▶ _MATERIAL SUPPLIED_
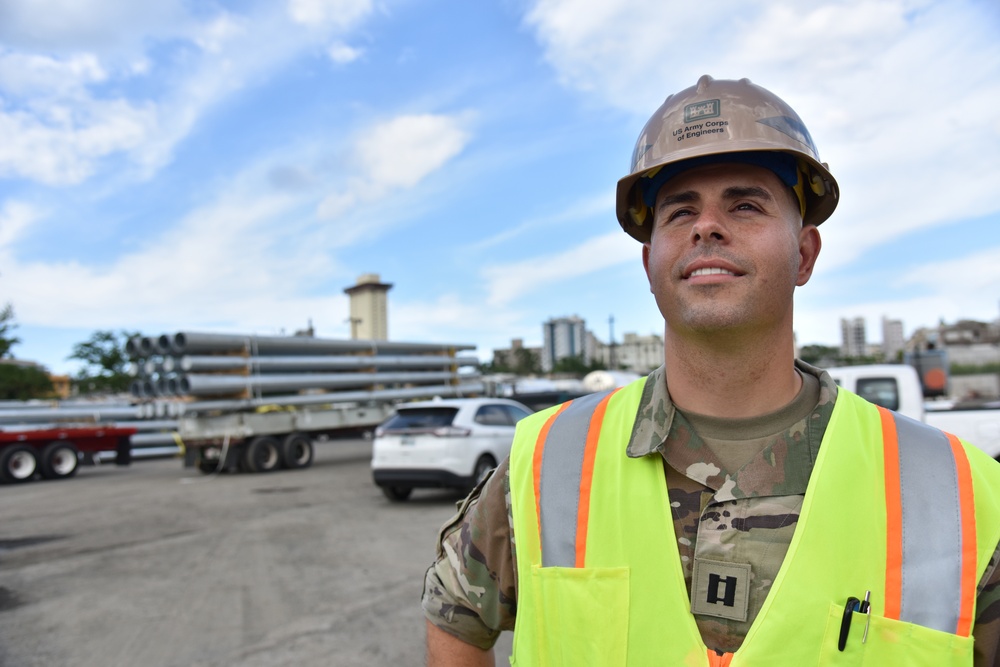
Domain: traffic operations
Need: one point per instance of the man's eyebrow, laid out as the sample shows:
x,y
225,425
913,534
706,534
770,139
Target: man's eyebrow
x,y
678,198
739,191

▶ _WHAT THE EXERCISE ASKS_
Reproduce every row above word for word, leaving out the pictures.

▶ _CORRECT RESULT_
Domain: traffic operations
Need: one point per instance of the man's eyebrow, laid out as the sample shows:
x,y
225,425
913,534
706,534
770,139
Target: man's eyebrow
x,y
678,198
739,191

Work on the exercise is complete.